- PROBLEM TO WORK ON -
Rewrite every line from the one containing "Identify every viewing" down to the end of the records, shifting each bounding-box coordinate by -19 and leaving all other text unchanged.

========

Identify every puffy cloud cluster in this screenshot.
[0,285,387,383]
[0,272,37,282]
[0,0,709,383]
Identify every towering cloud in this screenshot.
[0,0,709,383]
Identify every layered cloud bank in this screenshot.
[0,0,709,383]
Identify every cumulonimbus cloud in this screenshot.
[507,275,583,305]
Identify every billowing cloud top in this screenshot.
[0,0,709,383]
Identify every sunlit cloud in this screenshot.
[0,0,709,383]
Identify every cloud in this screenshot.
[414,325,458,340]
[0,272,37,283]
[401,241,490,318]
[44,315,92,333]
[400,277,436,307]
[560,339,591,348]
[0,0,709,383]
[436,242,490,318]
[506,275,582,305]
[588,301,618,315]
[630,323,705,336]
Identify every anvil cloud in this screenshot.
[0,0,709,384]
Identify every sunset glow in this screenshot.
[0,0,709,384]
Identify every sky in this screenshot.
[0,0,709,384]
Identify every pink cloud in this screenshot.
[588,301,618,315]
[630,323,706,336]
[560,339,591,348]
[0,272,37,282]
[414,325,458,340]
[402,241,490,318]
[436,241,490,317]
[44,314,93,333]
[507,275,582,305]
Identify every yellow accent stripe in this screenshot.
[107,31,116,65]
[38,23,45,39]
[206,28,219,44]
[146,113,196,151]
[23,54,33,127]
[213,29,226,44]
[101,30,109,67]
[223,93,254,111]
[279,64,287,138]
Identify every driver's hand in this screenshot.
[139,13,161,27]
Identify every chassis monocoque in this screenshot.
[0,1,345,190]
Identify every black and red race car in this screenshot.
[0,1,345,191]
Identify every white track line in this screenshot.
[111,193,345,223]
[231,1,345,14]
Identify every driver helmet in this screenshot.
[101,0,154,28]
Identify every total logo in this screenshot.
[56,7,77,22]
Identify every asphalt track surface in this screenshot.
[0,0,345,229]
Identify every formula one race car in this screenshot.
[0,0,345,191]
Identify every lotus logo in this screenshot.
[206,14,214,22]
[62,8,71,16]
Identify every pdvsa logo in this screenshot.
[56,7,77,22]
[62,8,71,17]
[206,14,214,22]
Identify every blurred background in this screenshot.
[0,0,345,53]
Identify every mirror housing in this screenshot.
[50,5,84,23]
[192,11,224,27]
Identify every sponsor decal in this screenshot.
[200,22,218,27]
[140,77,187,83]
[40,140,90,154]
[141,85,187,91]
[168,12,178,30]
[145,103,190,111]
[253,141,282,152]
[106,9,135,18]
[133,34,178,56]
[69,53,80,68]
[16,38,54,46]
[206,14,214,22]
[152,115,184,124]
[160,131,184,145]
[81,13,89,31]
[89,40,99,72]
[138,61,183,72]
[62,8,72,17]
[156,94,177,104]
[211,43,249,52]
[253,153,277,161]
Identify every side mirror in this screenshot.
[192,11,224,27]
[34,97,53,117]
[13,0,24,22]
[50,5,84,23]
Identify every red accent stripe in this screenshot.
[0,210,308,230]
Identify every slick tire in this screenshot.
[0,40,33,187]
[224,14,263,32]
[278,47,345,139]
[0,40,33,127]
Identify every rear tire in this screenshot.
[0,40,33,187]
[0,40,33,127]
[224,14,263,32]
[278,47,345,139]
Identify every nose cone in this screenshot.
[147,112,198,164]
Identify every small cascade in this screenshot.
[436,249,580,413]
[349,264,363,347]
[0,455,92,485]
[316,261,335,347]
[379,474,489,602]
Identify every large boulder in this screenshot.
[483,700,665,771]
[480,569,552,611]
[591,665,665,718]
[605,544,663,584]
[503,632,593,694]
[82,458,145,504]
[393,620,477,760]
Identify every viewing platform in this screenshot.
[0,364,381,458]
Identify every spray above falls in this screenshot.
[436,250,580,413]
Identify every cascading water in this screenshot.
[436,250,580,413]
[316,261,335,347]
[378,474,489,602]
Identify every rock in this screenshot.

========

- SOLUTION FOR THIS PROBLEM -
Identify every viewing platform in this screenshot.
[-19,345,362,439]
Identify every spray above falls in this screenshot.
[417,231,561,394]
Identify every cascading water in this screenshot.
[417,231,561,394]
[297,242,316,328]
[359,455,470,583]
Identify every rock in this screenshot.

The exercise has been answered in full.